» **EXERCISE TASK**: Reproduce the passage on the tax treatment of MTP Shares word for word, in full.

The discussion below, and the discussion in the SAI under the caption “Tax Matters,” is based on the opinion of K&L Gates LLP (“Tax Counsel”) on the anticipated U.S. federal income tax consequences of acquiring, holding, and disposing of MTP Shares. Tax Counsel’s opinions are based on the current provisions and interpretations of the Internal Revenue Code of 1986, as amended (the “Code”) and the accompanying Treasury regulations and on current judicial and administrative rulings. All of these authorities are subject to change and any change can apply retroactively.

 

Upon issuance of MTP Shares, and subject to certain assumptions and conditions, and based upon certain representations made by the Fund, including representations regarding the nature of the Fund’s assets and the conduct of the Fund’s business, Tax Counsel will deliver its opinion concluding that for federal income tax purposes MTP Shares will qualify as stock in the Fund and distributions made with respect to the MTP Shares will qualify as exempt-interest dividends to the extent they are reported as such by the Fund and not otherwise limited under Section 852(b)(5)(A) of the Code (under which the total amount of dividends that may be treated as exempt-interest dividends is limited, based on the total amount of tax-exempt income generated by the Fund). The Fund’s qualification and taxation as a regulated investment company depend upon the Fund’s ability to meet on a continuing basis, through actual annual operating results, certain requirements in the federal tax laws. Tax Counsel will not review the Fund’s compliance with those requirements. Accordingly, no assurance can be given that the actual results of the Fund’s operations for any particular taxable year will satisfy such requirements.

» **DATA SHOWN**:
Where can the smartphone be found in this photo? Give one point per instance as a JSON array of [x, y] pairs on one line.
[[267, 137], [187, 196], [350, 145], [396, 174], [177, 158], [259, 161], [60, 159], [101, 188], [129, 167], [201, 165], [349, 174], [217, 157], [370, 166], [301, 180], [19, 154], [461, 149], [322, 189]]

» **RESULT OF THE EXERCISE**:
The discussion below, and the discussion in the SAI under the caption “Tax Matters,” is based on the opinion of K&L Gates LLP (“Tax Counsel”) on the anticipated U.S. federal income tax consequences of acquiring, holding, and disposing of MTP Shares. Tax Counsel’s opinions are based on the current provisions and interpretations of the Internal Revenue Code of 1986, as amended (the “Code”) and the accompanying Treasury regulations and on current judicial and administrative rulings. All of these authorities are subject to change and any change can apply retroactively.

 

Upon issuance of MTP Shares, and subject to certain assumptions and conditions, and based upon certain representations made by the Fund, including representations regarding the nature of the Fund’s assets and the conduct of the Fund’s business, Tax Counsel will deliver its opinion concluding that for federal income tax purposes MTP Shares will qualify as stock in the Fund and distributions made with respect to the MTP Shares will qualify as exempt-interest dividends to the extent they are reported as such by the Fund and not otherwise limited under Section 852(b)(5)(A) of the Code (under which the total amount of dividends that may be treated as exempt-interest dividends is limited, based on the total amount of tax-exempt income generated by the Fund). The Fund’s qualification and taxation as a regulated investment company depend upon the Fund’s ability to meet on a continuing basis, through actual annual operating results, certain requirements in the federal tax laws. Tax Counsel will not review the Fund’s compliance with those requirements. Accordingly, no assurance can be given that the actual results of the Fund’s operations for any particular taxable year will satisfy such requirements.